Required action →
Could you continue the editorial below on the coup in Burkina Faso, picking up right after its last sentence?

Page extract →
--------

Coup in Burkina Faso

Juntas without political legitimacy have only worsened the crises in West Africa

January 26, 2022 12:02 am | Updated 12:02 am IST

Burkina Faso, once known as one of the most stable countries in West Africa, has been mired in a deadly cycle of jihadist violence since 2015. Monday’s coup, in which mutinous soldiers overthrew the democratically elected government of President Roch Marc Christian Kaboré, was a direct result of this growing instability which the government failed miserably to tackle. Mr. Kaboré was elected President in 2015 almost at the same time jihadists, belonging to al Qaeda and the Islamic State, were expanding across the Sahel region. They turned the vast countryside of this landlocked country bounded by Mali and Niger — both rocked by Islamist violence — into ungovernable territories. Over the last seven years, at least 2,000 people have been killed and over one million displaced in this country of 22 million people. The military and large sections of civilians saw the Kaboré government as ineffective, corrupt and out of touch with the ground reality. The coronavirus pandemic and the associated economic woes have also pushed the Burkinabe people further into misery. An uprising, touched off in the streets of Ouagadougou, the capital city, a few days ago, was followed by the mutiny. The soldiers moved in quickly, surrounding the presidential palace.

--------

Given entries →

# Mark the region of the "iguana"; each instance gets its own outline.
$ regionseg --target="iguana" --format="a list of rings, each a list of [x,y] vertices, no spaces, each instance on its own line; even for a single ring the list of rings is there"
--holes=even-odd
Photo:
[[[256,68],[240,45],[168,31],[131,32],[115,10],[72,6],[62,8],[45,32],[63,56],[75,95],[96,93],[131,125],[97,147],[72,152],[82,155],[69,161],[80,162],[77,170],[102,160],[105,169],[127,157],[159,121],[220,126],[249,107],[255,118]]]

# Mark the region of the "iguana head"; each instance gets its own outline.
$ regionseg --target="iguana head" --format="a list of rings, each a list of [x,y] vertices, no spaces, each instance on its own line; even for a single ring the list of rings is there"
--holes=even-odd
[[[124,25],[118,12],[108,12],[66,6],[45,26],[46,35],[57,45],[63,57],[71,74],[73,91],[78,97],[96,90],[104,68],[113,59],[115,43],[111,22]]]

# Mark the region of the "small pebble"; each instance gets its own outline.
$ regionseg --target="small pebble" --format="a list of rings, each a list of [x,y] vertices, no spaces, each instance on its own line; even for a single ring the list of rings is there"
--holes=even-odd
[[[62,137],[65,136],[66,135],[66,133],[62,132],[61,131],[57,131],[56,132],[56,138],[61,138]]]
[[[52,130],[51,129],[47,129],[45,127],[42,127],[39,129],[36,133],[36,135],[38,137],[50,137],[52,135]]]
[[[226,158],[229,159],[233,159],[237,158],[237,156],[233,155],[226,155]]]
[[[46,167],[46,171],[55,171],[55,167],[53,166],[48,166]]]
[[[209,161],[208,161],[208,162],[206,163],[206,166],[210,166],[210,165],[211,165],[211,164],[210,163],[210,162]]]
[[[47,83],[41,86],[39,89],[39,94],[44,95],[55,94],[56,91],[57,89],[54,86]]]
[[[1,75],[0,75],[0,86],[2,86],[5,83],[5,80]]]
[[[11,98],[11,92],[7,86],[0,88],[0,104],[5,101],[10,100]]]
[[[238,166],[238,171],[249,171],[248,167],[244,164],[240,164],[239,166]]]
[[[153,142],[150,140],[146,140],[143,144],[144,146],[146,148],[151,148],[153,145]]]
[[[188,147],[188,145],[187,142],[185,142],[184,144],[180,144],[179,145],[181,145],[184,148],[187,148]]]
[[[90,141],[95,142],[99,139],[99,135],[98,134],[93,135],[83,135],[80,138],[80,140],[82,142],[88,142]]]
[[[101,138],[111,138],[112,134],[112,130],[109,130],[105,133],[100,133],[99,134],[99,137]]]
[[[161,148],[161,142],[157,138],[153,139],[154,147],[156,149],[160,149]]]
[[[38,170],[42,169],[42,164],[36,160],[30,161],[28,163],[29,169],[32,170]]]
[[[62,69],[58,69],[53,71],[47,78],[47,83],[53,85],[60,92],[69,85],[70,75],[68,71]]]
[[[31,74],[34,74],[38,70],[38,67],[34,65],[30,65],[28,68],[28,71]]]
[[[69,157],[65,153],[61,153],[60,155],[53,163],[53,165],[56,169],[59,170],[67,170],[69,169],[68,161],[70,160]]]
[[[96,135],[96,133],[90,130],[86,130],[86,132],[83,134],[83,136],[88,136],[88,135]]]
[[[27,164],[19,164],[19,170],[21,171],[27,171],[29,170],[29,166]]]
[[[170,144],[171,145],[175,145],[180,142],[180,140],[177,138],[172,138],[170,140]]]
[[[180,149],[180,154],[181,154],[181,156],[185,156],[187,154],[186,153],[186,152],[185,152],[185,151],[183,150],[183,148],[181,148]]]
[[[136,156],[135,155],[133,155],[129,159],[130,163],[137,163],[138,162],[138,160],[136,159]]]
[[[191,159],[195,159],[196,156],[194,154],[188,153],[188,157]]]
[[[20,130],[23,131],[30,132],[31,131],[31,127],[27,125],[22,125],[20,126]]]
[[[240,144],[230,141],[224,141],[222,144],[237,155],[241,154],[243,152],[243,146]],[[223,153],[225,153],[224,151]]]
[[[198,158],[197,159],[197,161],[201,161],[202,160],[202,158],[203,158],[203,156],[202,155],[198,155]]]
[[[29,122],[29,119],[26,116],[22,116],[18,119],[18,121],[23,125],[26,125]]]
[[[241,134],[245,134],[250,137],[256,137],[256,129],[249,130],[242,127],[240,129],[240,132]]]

--------

Answer to the problem →
West Africa has seen a series of successful coups in recent months. In September 2021, special forces in Guinea ousted the government and captured power. In Mali, the military staged a coup for the second time in less than a year, in May 2021. While in Chad, the President was killed in conflict in April, Sudan saw the military throwing out a power-sharing agreement it had reached with civilian revolutionaries and taking the levers of the state in its hands. The ease with which the generals captured power in all these countries should be a warning to other elected governments in the continent. While taking power, all these military leaders promised elections, but soon their focus shifted to tightening their grip on power rather than resolving the crises that they used to justify their power grab or allowing a transition to a legitimate government. The story of Burkina Faso is not different. The coup was reportedly welcomed by protesters in the streets of Ouagadougou. It is understandable because the people, fed up with the jihadist violence and the state’s inability in tackling it, may have thought the men in uniform could at least provide them better security. But this support could be short-lived as the power-hungry junta faces a terrorist machinery spread across the Sahel along with the post-coup political divisions and instability at home. Coups are hardly a solution to the many crises these countries face. Rather, the juntas, which lack political legitimacy, end up making them worse.